### GOAL OF THE EXERCISE:
Rewrite each line of the rows below as a Markdown table with two columns, "Line No." for the line's number and "Text" for the line itself. Leave out blank lines.

════════════════

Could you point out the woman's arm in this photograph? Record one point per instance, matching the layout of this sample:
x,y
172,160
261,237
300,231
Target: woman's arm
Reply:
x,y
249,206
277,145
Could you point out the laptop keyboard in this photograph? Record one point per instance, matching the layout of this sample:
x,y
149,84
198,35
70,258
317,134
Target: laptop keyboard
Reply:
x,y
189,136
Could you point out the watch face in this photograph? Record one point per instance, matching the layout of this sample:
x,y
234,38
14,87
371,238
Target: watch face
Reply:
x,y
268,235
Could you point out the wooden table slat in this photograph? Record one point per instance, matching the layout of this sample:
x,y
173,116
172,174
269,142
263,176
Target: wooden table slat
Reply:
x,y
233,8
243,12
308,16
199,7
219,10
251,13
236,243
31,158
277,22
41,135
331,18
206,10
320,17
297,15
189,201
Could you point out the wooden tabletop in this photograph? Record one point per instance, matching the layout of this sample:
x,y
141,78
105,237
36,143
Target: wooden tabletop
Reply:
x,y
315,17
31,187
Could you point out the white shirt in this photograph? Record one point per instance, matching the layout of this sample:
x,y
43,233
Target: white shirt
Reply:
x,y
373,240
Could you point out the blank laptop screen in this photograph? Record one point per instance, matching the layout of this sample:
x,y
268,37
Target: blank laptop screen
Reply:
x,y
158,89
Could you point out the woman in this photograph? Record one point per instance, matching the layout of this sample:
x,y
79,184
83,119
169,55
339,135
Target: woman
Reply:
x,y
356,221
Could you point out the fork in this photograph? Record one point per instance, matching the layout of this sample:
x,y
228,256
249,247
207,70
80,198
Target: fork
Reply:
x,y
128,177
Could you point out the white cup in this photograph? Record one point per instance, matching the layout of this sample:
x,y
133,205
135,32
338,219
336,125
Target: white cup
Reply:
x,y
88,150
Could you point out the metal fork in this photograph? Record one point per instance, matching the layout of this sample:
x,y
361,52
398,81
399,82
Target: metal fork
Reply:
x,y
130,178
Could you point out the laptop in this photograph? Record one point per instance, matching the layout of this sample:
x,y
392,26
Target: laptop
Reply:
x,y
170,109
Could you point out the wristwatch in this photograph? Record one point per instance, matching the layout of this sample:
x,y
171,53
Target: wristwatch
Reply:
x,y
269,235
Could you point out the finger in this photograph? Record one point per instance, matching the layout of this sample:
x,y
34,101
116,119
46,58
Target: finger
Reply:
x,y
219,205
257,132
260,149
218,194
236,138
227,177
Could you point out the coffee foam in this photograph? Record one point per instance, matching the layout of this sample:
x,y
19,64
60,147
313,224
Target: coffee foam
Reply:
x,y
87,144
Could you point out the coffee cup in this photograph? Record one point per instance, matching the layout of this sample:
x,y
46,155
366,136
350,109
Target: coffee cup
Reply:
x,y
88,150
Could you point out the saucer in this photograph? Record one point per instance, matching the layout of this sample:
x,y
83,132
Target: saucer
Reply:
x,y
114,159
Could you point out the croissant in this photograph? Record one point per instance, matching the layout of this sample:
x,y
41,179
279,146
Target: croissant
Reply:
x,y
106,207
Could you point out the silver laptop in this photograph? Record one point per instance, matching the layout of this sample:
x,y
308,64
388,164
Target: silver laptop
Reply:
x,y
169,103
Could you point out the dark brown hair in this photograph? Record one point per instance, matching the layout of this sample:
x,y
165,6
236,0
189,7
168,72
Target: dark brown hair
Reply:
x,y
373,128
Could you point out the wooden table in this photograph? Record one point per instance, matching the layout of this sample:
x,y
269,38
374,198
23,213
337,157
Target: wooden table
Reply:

════════════════

### FULL RESPONSE:
| Line No. | Text |
|---|---|
| 1 | Could you point out the woman's arm in this photograph? Record one point per instance, matching the layout of this sample: |
| 2 | x,y |
| 3 | 172,160 |
| 4 | 261,237 |
| 5 | 300,231 |
| 6 | Target: woman's arm |
| 7 | Reply: |
| 8 | x,y |
| 9 | 249,206 |
| 10 | 277,145 |
| 11 | Could you point out the laptop keyboard in this photograph? Record one point per instance, matching the layout of this sample: |
| 12 | x,y |
| 13 | 149,84 |
| 14 | 198,35 |
| 15 | 70,258 |
| 16 | 317,134 |
| 17 | Target: laptop keyboard |
| 18 | Reply: |
| 19 | x,y |
| 20 | 189,136 |
| 21 | Could you point out the watch face in this photograph? Record one point per instance, matching the layout of this sample: |
| 22 | x,y |
| 23 | 234,38 |
| 24 | 14,87 |
| 25 | 371,238 |
| 26 | Target: watch face |
| 27 | Reply: |
| 28 | x,y |
| 29 | 268,235 |
| 30 | Could you point out the wooden table slat in this photograph? Record one point per instance, matching the layout of this sample: |
| 31 | x,y |
| 32 | 173,116 |
| 33 | 172,174 |
| 34 | 269,142 |
| 35 | 263,176 |
| 36 | Target: wooden table slat |
| 37 | Reply: |
| 38 | x,y |
| 39 | 233,8 |
| 40 | 243,12 |
| 41 | 308,16 |
| 42 | 199,7 |
| 43 | 219,10 |
| 44 | 251,13 |
| 45 | 236,243 |
| 46 | 31,158 |
| 47 | 277,22 |
| 48 | 41,135 |
| 49 | 331,18 |
| 50 | 206,10 |
| 51 | 320,17 |
| 52 | 297,15 |
| 53 | 189,201 |
| 54 | Could you point out the wooden tabletop in this photograph? Record one point per instance, matching the layout of this sample: |
| 55 | x,y |
| 56 | 141,78 |
| 57 | 105,237 |
| 58 | 36,143 |
| 59 | Target: wooden tabletop |
| 60 | Reply: |
| 61 | x,y |
| 62 | 315,17 |
| 63 | 31,187 |
| 64 | Could you point out the white shirt in this photograph? Record one point per instance, matching the layout of this sample: |
| 65 | x,y |
| 66 | 43,233 |
| 67 | Target: white shirt |
| 68 | Reply: |
| 69 | x,y |
| 70 | 373,240 |
| 71 | Could you point out the blank laptop screen in this photograph? Record one point per instance, matching the layout of this sample: |
| 72 | x,y |
| 73 | 268,37 |
| 74 | Target: blank laptop screen |
| 75 | Reply: |
| 76 | x,y |
| 77 | 158,89 |
| 78 | Could you point out the woman in this photograph? Record one point per instance, matching the layout of this sample: |
| 79 | x,y |
| 80 | 79,184 |
| 81 | 83,119 |
| 82 | 169,55 |
| 83 | 339,135 |
| 84 | Target: woman |
| 85 | Reply: |
| 86 | x,y |
| 87 | 356,221 |
| 88 | Could you point out the fork in this photograph? Record one point per instance, matching the layout of this sample: |
| 89 | x,y |
| 90 | 228,256 |
| 91 | 249,247 |
| 92 | 207,70 |
| 93 | 80,198 |
| 94 | Target: fork |
| 95 | Reply: |
| 96 | x,y |
| 97 | 128,177 |
| 98 | Could you point out the white cup in this photograph? Record one point per instance, matching the layout of this sample: |
| 99 | x,y |
| 100 | 133,205 |
| 101 | 135,32 |
| 102 | 338,219 |
| 103 | 336,125 |
| 104 | Target: white cup |
| 105 | Reply: |
| 106 | x,y |
| 107 | 88,150 |
| 108 | Could you point out the metal fork in this photograph? Record one point per instance, matching the layout of this sample: |
| 109 | x,y |
| 110 | 361,52 |
| 111 | 398,81 |
| 112 | 399,82 |
| 113 | Target: metal fork |
| 114 | Reply: |
| 115 | x,y |
| 116 | 130,178 |
| 117 | Could you point out the laptop in this photograph? Record one point per instance, matching the layout of this sample: |
| 118 | x,y |
| 119 | 392,26 |
| 120 | Target: laptop |
| 121 | Reply: |
| 122 | x,y |
| 123 | 170,109 |
| 124 | Could you point out the wristwatch in this photograph? Record one point per instance, matching the layout of this sample: |
| 125 | x,y |
| 126 | 171,53 |
| 127 | Target: wristwatch |
| 128 | Reply: |
| 129 | x,y |
| 130 | 269,235 |
| 131 | Could you point out the finger in this photograph? Record one point per instance, matching the layout of this sample: |
| 132 | x,y |
| 133 | 34,101 |
| 134 | 116,119 |
| 135 | 46,58 |
| 136 | Target: finger |
| 137 | Reply: |
| 138 | x,y |
| 139 | 219,205 |
| 140 | 257,132 |
| 141 | 260,149 |
| 142 | 218,194 |
| 143 | 236,138 |
| 144 | 227,177 |
| 145 | Could you point out the coffee foam in this photograph? Record one point per instance, matching the layout of this sample: |
| 146 | x,y |
| 147 | 19,64 |
| 148 | 60,147 |
| 149 | 313,224 |
| 150 | Target: coffee foam |
| 151 | Reply: |
| 152 | x,y |
| 153 | 87,144 |
| 154 | Could you point out the coffee cup in this photograph? Record one point per instance, matching the layout of this sample: |
| 155 | x,y |
| 156 | 46,155 |
| 157 | 366,136 |
| 158 | 350,109 |
| 159 | Target: coffee cup |
| 160 | Reply: |
| 161 | x,y |
| 162 | 88,150 |
| 163 | Could you point out the saucer in this photograph? Record one point per instance, matching the layout of this sample: |
| 164 | x,y |
| 165 | 83,132 |
| 166 | Target: saucer |
| 167 | Reply: |
| 168 | x,y |
| 169 | 114,159 |
| 170 | Could you point out the croissant in this photograph? Record one point per instance, matching the layout of this sample: |
| 171 | x,y |
| 172 | 41,179 |
| 173 | 279,146 |
| 174 | Target: croissant |
| 175 | Reply: |
| 176 | x,y |
| 177 | 106,207 |
| 178 | Could you point out the silver laptop in this photograph? Record one point per instance, matching the layout of this sample: |
| 179 | x,y |
| 180 | 308,64 |
| 181 | 388,164 |
| 182 | Target: silver laptop |
| 183 | Reply: |
| 184 | x,y |
| 185 | 169,103 |
| 186 | Could you point out the dark brown hair in this photograph? Record one point per instance, matching the layout of this sample: |
| 187 | x,y |
| 188 | 165,6 |
| 189 | 236,0 |
| 190 | 189,7 |
| 191 | 168,72 |
| 192 | Target: dark brown hair |
| 193 | Reply: |
| 194 | x,y |
| 195 | 373,128 |
| 196 | Could you point out the wooden table in this photograph? Record one point per instance, matching the layout of this sample: |
| 197 | x,y |
| 198 | 269,38 |
| 199 | 374,198 |
| 200 | 23,213 |
| 201 | 337,157 |
| 202 | Target: wooden table |
| 203 | Reply: |